> **STATED EXERCISE**:
Turn the material below into a numbered list, one line per item, leaving out any blank lines.

> **PROVIDED RECORDS**:
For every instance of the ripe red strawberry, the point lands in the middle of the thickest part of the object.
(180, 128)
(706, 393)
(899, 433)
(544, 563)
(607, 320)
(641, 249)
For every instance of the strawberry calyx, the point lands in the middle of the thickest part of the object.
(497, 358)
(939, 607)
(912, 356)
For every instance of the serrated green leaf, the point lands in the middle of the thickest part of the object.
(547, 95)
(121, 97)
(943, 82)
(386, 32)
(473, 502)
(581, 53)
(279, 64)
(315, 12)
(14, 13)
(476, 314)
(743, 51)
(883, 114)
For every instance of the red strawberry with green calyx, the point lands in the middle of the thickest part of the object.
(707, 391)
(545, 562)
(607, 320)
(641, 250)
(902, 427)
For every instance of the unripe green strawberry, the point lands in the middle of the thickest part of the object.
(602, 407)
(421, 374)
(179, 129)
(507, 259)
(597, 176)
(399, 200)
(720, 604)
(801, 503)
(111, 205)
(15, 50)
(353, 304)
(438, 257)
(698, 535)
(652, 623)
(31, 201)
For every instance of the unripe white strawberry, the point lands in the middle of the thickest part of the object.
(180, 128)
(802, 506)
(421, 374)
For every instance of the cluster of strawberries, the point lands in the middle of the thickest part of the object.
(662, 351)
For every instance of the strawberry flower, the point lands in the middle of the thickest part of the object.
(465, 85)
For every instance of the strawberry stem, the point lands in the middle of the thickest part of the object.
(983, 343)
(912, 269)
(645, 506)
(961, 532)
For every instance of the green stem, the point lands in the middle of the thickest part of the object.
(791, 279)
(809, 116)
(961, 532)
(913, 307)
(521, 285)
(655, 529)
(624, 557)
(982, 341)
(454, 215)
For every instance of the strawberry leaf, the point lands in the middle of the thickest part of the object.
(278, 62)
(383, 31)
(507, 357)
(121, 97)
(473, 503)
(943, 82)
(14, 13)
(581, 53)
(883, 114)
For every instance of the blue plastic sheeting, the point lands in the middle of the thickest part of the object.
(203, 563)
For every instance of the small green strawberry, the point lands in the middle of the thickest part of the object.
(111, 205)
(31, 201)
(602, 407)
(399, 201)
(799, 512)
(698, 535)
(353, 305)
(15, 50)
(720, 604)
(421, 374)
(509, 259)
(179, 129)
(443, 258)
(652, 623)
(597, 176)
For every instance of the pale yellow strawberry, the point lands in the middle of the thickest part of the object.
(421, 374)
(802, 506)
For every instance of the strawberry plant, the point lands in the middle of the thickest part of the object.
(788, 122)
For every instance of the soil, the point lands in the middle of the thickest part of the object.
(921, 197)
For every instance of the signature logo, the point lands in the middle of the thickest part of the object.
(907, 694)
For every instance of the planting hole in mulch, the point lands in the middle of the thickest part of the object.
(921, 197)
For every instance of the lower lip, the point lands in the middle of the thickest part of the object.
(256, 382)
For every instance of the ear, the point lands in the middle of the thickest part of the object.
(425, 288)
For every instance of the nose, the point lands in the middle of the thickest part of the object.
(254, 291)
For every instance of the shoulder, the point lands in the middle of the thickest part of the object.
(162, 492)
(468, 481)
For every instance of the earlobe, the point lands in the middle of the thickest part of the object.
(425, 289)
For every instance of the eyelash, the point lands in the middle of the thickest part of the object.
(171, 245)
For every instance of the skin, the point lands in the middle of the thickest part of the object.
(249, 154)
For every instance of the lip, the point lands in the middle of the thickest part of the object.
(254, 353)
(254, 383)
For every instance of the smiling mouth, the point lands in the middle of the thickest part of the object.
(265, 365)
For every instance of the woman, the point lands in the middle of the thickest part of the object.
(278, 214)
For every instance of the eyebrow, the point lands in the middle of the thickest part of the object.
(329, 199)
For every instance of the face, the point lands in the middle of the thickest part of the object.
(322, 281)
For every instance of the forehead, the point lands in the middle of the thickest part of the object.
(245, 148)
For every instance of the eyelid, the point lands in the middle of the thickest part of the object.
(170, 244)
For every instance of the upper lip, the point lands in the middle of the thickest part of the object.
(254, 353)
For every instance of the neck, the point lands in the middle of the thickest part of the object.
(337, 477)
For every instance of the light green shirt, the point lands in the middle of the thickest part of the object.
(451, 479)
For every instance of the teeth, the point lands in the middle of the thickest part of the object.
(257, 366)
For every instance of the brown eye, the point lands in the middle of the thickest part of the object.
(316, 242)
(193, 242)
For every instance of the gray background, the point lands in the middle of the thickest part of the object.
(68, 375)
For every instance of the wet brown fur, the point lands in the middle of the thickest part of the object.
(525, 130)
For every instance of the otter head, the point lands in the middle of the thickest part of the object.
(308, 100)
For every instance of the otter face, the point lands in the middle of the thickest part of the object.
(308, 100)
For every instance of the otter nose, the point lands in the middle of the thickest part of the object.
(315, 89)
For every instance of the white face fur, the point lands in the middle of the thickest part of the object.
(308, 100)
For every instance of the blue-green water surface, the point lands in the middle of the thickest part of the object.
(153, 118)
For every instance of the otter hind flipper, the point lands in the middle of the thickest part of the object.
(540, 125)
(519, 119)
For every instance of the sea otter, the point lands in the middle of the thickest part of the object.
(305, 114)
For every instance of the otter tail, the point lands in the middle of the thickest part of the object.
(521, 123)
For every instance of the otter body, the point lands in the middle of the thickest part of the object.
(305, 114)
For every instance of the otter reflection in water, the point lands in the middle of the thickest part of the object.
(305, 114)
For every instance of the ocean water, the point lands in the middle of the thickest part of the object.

> **RESULT FOR THIS TASK**:
1. For every instance of the ripe red strawberry, the point lands in the middle of the thickest part of the object.
2. (180, 128)
3. (706, 393)
4. (899, 433)
5. (544, 563)
6. (607, 320)
7. (641, 249)
8. For every instance of the strawberry calyx, the point lands in the middle of the thickest part of the object.
9. (497, 358)
10. (939, 607)
11. (912, 356)
12. For every instance of the serrated green leaf, the point lands in the middle of the thickest part of the object.
13. (547, 95)
14. (121, 97)
15. (943, 82)
16. (386, 32)
17. (473, 502)
18. (581, 53)
19. (279, 64)
20. (315, 12)
21. (14, 13)
22. (476, 314)
23. (743, 51)
24. (883, 114)
25. For every instance of the red strawberry with green calyx, the point lands in the middle of the thickest part of the object.
26. (707, 391)
27. (545, 562)
28. (607, 320)
29. (641, 250)
30. (902, 427)
31. For every instance of the unripe green strawberry, the point lands in the middle of the thickest part of the object.
32. (602, 407)
33. (421, 374)
34. (179, 129)
35. (507, 259)
36. (597, 176)
37. (399, 200)
38. (720, 604)
39. (801, 503)
40. (111, 205)
41. (15, 50)
42. (353, 304)
43. (438, 257)
44. (698, 535)
45. (652, 623)
46. (31, 201)
47. For every instance of the unripe white strawberry, the point lands in the middle of the thickest part of the object.
48. (180, 128)
49. (802, 506)
50. (421, 374)
51. For every instance of the cluster of strawberries, the point lands in the middle of the thickest part of the object.
52. (662, 351)
53. For every instance of the strawberry flower, the point lands in the middle of the thickest part of the object.
54. (465, 85)
55. For every instance of the strawberry stem, the point lands in the middle of the thickest part of the object.
56. (983, 343)
57. (912, 269)
58. (645, 506)
59. (961, 532)
60. For every instance of the green stem, the point lands in the middle of the thickest part of the object.
61. (791, 279)
62. (809, 116)
63. (961, 532)
64. (913, 307)
65. (521, 285)
66. (655, 529)
67. (624, 557)
68. (982, 341)
69. (454, 215)
70. For every instance of the strawberry leaf, the point lands in the middle of the thickest part of the object.
71. (278, 62)
72. (383, 31)
73. (507, 357)
74. (121, 97)
75. (473, 503)
76. (943, 82)
77. (14, 13)
78. (581, 53)
79. (883, 114)
80. For every instance of the blue plastic sheeting, the point lands in the middle of the thickest part of the object.
81. (203, 563)
82. For every instance of the small green strawberry, the point lands in the middle of the thickest part of the object.
83. (111, 205)
84. (31, 201)
85. (602, 407)
86. (399, 201)
87. (799, 512)
88. (698, 535)
89. (353, 305)
90. (15, 50)
91. (720, 604)
92. (421, 374)
93. (509, 259)
94. (179, 129)
95. (443, 258)
96. (652, 623)
97. (597, 176)
98. For every instance of the pale yellow strawberry, the point lands in the middle of the thickest part of the object.
99. (421, 374)
100. (802, 506)
101. For every instance of the strawberry plant, the point lands in the middle of the thickest part of the object.
102. (788, 122)
103. For every instance of the soil, the point lands in the middle of the thickest part of the object.
104. (921, 197)
105. For every instance of the signature logo, the point lands in the middle of the thickest part of the object.
106. (907, 694)
107. For every instance of the planting hole in mulch, the point lands in the middle of the thickest part of the object.
108. (921, 197)
109. For every instance of the lower lip, the point lands in the middle of the thickest part of the object.
110. (256, 382)
111. For every instance of the ear, the point lands in the middle of the thickest part of the object.
112. (425, 288)
113. For every instance of the nose, the point lands in the middle of the thickest part of the object.
114. (254, 291)
115. For every instance of the shoulder, the point lands in the middle of the thickest part of the object.
116. (162, 492)
117. (468, 481)
118. For every instance of the earlobe, the point lands in the middle of the thickest part of the object.
119. (425, 289)
120. For every instance of the eyelash, the point lands in the middle of the thickest part of the object.
121. (171, 245)
122. For every instance of the skin, the point lands in the middle of the thickest part of the object.
123. (249, 154)
124. For every instance of the lip, the point lands in the middle of the thickest part of the object.
125. (254, 353)
126. (254, 383)
127. For every instance of the smiling mouth, the point lands in the middle of the thickest part of the object.
128. (265, 365)
129. For every instance of the woman, the point lands in the middle of the thickest part of the object.
130. (278, 214)
131. For every instance of the eyebrow, the point lands in the middle of the thickest part of the object.
132. (329, 199)
133. For every instance of the face, the point lands in the middle of the thickest part of the object.
134. (322, 281)
135. For every instance of the forehead, the point lands in the middle of the thickest part of the object.
136. (245, 148)
137. For every instance of the eyelid, the point lands in the middle of the thickest part of the object.
138. (170, 244)
139. For every instance of the upper lip, the point lands in the middle of the thickest part of the object.
140. (254, 353)
141. For every instance of the neck, the point lands in the middle of the thickest part of the object.
142. (337, 477)
143. For every instance of the light green shirt, the point lands in the middle of the thickest part of the object.
144. (451, 479)
145. For every instance of the teeth, the point lands in the middle of the thickest part of the object.
146. (257, 366)
147. For every instance of the brown eye, the point lands in the middle of the thickest part of the object.
148. (316, 242)
149. (193, 242)
150. For every instance of the gray background, the point lands in the middle of the thickest part of the object.
151. (68, 375)
152. For every instance of the wet brown fur, the point lands in the middle of the thickest part of the object.
153. (525, 130)
154. For every instance of the otter head, the point lands in the middle of the thickest part of the object.
155. (308, 100)
156. For every instance of the otter face, the point lands in the middle of the thickest part of the object.
157. (308, 100)
158. For every instance of the otter nose, the point lands in the middle of the thickest part of the object.
159. (315, 89)
160. For every instance of the white face fur, the point lands in the middle of the thickest part of the object.
161. (308, 100)
162. For every instance of the blue-green water surface, the point lands in the middle of the thickest part of the object.
163. (153, 118)
164. For every instance of the otter hind flipper, the point lands in the middle of the thickest part of the object.
165. (540, 125)
166. (519, 119)
167. For every instance of the sea otter, the point lands in the middle of the thickest part of the object.
168. (305, 114)
169. For every instance of the otter tail, the point lands in the middle of the thickest part of the object.
170. (521, 123)
171. For every instance of the otter body, the point lands in the middle of the thickest part of the object.
172. (305, 114)
173. For every instance of the otter reflection in water, the point lands in the middle of the thickest part of the object.
174. (305, 114)
175. For every instance of the ocean water, the point lands in the middle of the thickest part of the object.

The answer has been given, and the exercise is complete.